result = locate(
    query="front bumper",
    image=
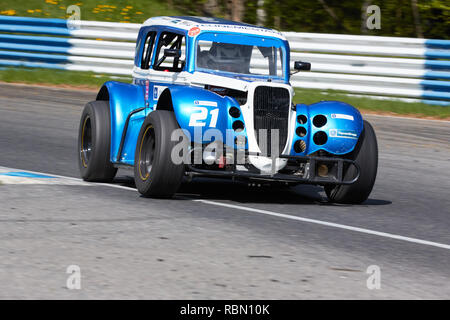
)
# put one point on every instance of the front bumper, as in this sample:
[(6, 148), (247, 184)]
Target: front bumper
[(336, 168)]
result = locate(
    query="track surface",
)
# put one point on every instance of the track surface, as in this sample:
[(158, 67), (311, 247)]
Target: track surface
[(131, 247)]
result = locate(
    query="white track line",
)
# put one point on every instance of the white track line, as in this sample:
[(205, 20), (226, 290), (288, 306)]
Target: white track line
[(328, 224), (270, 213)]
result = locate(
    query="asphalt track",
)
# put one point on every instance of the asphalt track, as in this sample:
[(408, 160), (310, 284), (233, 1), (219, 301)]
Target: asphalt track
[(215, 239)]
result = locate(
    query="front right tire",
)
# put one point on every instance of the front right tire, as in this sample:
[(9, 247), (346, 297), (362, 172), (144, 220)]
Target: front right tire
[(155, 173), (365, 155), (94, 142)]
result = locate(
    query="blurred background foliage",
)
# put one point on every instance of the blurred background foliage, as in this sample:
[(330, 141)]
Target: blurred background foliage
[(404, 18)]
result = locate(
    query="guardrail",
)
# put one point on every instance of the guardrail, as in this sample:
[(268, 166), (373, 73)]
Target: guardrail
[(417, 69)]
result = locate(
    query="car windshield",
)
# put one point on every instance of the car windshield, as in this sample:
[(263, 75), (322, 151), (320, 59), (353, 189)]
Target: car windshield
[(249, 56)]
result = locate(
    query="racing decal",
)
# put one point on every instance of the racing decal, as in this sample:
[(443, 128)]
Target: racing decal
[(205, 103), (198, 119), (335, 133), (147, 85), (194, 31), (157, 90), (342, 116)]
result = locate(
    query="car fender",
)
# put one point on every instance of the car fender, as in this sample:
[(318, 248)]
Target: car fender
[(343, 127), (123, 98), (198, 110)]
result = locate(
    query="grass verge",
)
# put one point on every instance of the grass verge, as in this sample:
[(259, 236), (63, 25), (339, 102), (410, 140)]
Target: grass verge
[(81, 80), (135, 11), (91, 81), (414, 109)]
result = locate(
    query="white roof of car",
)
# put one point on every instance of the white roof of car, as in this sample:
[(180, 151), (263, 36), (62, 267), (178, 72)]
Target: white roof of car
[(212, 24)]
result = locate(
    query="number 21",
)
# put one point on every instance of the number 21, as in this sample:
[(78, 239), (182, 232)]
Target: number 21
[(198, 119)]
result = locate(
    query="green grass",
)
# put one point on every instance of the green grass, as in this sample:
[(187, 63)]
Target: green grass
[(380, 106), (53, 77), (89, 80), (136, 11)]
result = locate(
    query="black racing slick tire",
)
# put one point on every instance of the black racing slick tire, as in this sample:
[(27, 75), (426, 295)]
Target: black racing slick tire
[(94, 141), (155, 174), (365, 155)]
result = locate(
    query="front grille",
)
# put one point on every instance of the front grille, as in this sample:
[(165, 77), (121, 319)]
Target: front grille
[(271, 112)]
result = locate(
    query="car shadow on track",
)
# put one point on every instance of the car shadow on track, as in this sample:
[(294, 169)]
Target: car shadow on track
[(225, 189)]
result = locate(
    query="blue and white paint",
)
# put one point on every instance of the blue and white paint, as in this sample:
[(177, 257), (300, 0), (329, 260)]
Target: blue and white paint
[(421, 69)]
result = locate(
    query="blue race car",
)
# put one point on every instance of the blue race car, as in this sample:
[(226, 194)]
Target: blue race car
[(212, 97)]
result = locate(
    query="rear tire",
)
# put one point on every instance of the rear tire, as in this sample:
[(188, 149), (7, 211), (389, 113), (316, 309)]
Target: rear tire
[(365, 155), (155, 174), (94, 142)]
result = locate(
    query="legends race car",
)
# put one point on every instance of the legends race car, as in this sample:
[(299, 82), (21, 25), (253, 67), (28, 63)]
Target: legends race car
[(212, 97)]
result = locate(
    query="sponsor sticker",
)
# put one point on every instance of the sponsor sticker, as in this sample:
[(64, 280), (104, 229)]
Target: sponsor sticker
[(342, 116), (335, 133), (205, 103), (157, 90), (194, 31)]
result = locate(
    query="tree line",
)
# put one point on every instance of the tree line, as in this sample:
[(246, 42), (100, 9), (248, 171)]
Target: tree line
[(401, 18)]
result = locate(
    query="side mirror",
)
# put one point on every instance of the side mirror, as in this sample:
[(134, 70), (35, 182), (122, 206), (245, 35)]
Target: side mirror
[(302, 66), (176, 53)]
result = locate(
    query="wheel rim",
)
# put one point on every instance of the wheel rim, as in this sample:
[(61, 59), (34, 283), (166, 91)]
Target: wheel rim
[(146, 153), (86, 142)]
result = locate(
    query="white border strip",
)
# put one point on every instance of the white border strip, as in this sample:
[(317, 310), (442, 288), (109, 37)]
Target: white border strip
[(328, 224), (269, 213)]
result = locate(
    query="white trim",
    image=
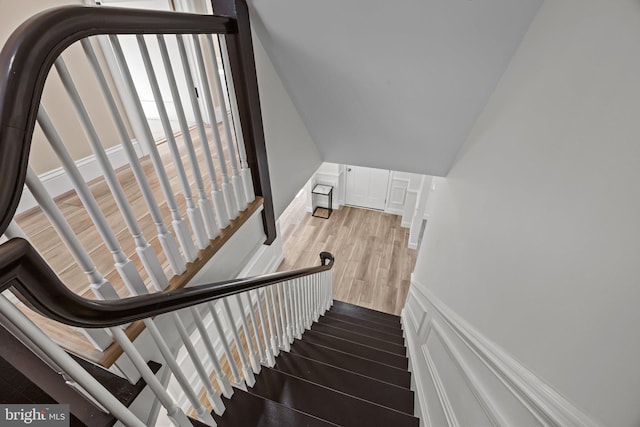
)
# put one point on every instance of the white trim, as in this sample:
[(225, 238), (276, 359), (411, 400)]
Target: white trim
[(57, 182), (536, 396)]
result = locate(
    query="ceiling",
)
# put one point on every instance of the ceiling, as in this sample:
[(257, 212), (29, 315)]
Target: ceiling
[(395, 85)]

▬▬▬▬▬▬▬▬▬▬

▶ _Given exercise_:
Please render the data from its start up to and including the line with "[(215, 239)]" as a JSON list of strings, one string per line, skipping blank lines and leaving the pictures out.

▶ _Full answer_:
[
  "result = locate(",
  "    query=\"front bumper\",",
  "    image=",
  ")",
  "# put one point on every instance of the front bumper, as in this sample:",
  "[(6, 148), (247, 184)]",
  "Target: front bumper",
  "[(336, 168)]",
  "result = locate(",
  "    query=\"track surface\",",
  ")",
  "# put one point on every instance of the track surface, as in this sample:",
  "[(158, 67), (311, 247)]",
  "Target: track surface",
  "[(131, 247)]",
  "result = locate(",
  "    query=\"white track line\",",
  ")",
  "# put one point on every instance of the white track line, as in this sample:",
  "[(205, 20), (226, 290), (288, 306)]",
  "Target: white track line",
  "[(328, 224), (270, 213)]",
  "result = locate(",
  "    query=\"asphalt track\",",
  ")",
  "# put one point on every instance of the asphalt track, as in this sample:",
  "[(408, 160), (310, 284), (233, 1), (219, 301)]",
  "Target: asphalt track",
  "[(215, 239)]"
]